** start of Extract to read **

Before CAD became popular, designs were done using pen and paper. Now, with so many CAD softwares available in the market, users are spoilt for choice with regards to choosing the CAD program that will best suit their needs. Many companies in different industries have determined that the use of CAD will benefit their business, and are willing to spend thousands to invest in CAD workstations. CAD softwares help users saves time required to churn out designs, saves space as designs can be saved electronically; gone long are the days where designs are drawn on large pieces of paper, and ultimately makes the designing process easier as compared to plotting designs on paper.
It is well-known that engineering industries, such as those in the manufacturing field use CAD to design their tools or jigs which optimize their production process. However, the use of CAD is no longer just limited to the engineering industry. With the growing interest in 3D printing and the advances made in the field, the prices of entry level 3D printers are low enough such that almost anyone can get hold of one and start printing their designs, from printing fanciful chocolate patterns to electric circuits. Nevertheless, CAD is the basis of 3D printing; a drawing done by CAD is needed in order to send the design to be 3D printed. This term paper will describe how CAD is applicable in the toy industry and the benefits from the usage of CAD.
Just like any other design projects, designing toy products is an endless cycle of concept generation, concept testing and making changes, and CAD is used heavily in this cycle. To showcase and explain their ideas, toy designers would present their CAD designs, often with vibrant colours to appeal to investors. While CAD has allowed designers to present 3D models which give a better overview of the design, it falls short of showing how the product would actually look like in real life, and the audience also is unable to interact with the idea.

** end of Extract to read **
** start of Listing **

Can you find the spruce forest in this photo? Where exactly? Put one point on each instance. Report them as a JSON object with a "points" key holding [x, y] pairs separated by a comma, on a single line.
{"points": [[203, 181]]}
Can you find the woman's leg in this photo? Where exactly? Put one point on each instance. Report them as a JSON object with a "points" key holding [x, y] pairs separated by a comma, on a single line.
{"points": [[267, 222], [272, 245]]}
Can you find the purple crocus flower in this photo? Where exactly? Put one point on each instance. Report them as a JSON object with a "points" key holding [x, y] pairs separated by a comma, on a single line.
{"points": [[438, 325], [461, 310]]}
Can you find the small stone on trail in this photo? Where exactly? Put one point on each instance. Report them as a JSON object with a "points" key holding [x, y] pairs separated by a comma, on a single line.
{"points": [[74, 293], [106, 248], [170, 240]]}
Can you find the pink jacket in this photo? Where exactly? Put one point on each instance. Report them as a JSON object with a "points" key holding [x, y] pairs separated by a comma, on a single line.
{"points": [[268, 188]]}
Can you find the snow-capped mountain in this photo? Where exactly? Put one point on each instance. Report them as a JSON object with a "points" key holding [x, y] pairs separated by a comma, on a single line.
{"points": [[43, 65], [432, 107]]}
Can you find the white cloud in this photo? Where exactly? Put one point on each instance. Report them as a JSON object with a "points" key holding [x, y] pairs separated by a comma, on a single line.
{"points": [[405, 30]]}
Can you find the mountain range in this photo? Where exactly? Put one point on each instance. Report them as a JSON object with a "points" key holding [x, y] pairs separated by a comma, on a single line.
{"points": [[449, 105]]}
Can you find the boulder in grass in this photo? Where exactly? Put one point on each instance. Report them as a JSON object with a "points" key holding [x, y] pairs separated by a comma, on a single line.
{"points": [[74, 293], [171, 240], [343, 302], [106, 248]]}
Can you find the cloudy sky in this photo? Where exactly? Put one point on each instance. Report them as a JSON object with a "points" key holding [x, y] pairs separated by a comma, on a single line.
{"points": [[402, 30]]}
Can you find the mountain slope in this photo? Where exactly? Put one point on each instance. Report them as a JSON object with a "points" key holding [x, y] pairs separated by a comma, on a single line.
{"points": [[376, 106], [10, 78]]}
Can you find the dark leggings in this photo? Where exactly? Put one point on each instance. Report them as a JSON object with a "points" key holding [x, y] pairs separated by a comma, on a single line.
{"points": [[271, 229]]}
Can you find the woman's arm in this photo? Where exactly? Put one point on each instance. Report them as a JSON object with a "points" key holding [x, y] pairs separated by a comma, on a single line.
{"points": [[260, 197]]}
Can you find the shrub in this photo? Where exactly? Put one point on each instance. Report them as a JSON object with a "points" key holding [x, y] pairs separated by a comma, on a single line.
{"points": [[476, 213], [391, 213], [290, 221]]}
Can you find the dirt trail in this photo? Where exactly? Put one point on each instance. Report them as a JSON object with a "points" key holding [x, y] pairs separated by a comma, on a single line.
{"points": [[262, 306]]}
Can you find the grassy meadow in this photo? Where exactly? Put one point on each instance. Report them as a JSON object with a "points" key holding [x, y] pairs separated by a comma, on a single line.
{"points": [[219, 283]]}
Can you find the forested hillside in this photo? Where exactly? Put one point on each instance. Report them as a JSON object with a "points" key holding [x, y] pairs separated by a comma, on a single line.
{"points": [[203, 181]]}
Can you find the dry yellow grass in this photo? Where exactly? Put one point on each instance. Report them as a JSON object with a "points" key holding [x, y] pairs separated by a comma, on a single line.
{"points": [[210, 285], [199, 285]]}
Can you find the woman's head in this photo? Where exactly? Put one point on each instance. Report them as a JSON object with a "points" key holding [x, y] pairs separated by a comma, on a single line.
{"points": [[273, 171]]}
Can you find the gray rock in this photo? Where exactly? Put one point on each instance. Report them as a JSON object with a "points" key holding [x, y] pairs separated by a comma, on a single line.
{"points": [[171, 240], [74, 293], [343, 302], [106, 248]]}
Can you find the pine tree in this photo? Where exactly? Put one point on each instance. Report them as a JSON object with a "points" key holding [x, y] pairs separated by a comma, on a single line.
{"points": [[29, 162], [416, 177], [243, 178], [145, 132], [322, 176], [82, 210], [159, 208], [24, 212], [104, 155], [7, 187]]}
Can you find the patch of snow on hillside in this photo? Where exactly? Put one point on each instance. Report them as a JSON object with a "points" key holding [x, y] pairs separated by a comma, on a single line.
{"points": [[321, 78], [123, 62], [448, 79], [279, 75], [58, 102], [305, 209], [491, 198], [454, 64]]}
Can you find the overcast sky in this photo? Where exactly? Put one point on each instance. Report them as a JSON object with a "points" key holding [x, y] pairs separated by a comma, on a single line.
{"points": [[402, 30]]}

** end of Listing **

Write out the passage on CAD word for word, from "Just like any" up to and including "with the idea.".

Just like any other design projects, designing toy products is an endless cycle of concept generation, concept testing and making changes, and CAD is used heavily in this cycle. To showcase and explain their ideas, toy designers would present their CAD designs, often with vibrant colours to appeal to investors. While CAD has allowed designers to present 3D models which give a better overview of the design, it falls short of showing how the product would actually look like in real life, and the audience also is unable to interact with the idea.